-------- Page

Techniques for Gathering Data
1.Interviews with students, parents, teachers
2.Checklists of skills, behaviors, abilities, movement, procedures, interactions, resources
3.Portfolios of a range of work from students of different abilities around a particular topic; a representation of a total experience; a collection of documents for analysis
4.Individual files of students' work (e.g., tapes, samples of work, art work, memos, photos of models/projects, reports), of students' opinions; of student attitudes, of students' experiences
5.Diaries/journals written by teachers, students, parents, class groups, teachers
6.Field notes/observation records - informal notes written by a teacher
7.Logs of meetings, lessons, excursions, school expectations, material used
8.Student-teacher discussion/interaction - records of comments and thoughts generated by students
9.Questionnaires of attitudes, opinions, preferences, information
10.Audiotapes of meetings, discussions in class or about data gathered, games, group work, interviews, whole class groups, monologues, readings, lectures, demonstrations
11.Videotapes of classrooms, lessons, groups, demonstrations, a day in a school, lunch times
12.Still photography of groups working, classrooms, faces, particular students over time, at fixed intervals in a lesson
13.Time-on-task analysis of students, teachers; over a lesson, a day, a week
14.Case study - a comprehensive picture/study of a student or a group of students


A Process for Analyzing Your Data

In using qualitative research, you will be collecting and analyzing at the same time. These processes inform each other. Be open to new ways of thinking as you learn more from your data.

----------------
-------- Given data

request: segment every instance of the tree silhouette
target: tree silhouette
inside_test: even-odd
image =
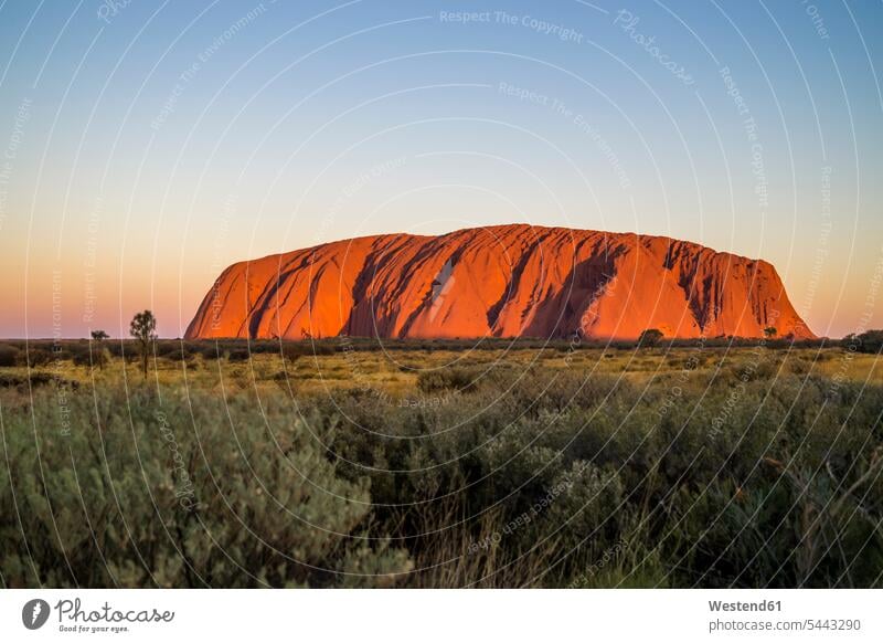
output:
[[[150,348],[157,339],[157,318],[150,310],[137,313],[129,324],[129,335],[138,341],[141,351],[141,370],[147,379],[147,360],[150,357]]]
[[[107,339],[110,336],[107,333],[105,333],[104,330],[93,330],[91,335],[92,335],[92,338],[95,341],[98,342],[98,349],[95,352],[95,355],[94,356],[91,355],[89,358],[91,359],[94,358],[94,361],[98,362],[98,368],[104,370],[104,365],[107,361],[107,355],[105,355],[105,349],[102,347],[102,341],[104,341],[105,339]],[[89,350],[89,352],[91,352],[91,350]]]

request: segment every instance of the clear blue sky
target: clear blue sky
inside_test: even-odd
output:
[[[883,326],[882,31],[870,1],[0,2],[0,336],[151,307],[175,337],[234,261],[509,222],[763,257],[816,333]]]

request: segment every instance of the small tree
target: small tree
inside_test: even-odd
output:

----------------

### Set task
Write out the part of the data-gathering techniques text above word for word, beginning at the words "A Process for" and stopping after the words "from your data.".

### Solution for this problem
A Process for Analyzing Your Data

In using qualitative research, you will be collecting and analyzing at the same time. These processes inform each other. Be open to new ways of thinking as you learn more from your data.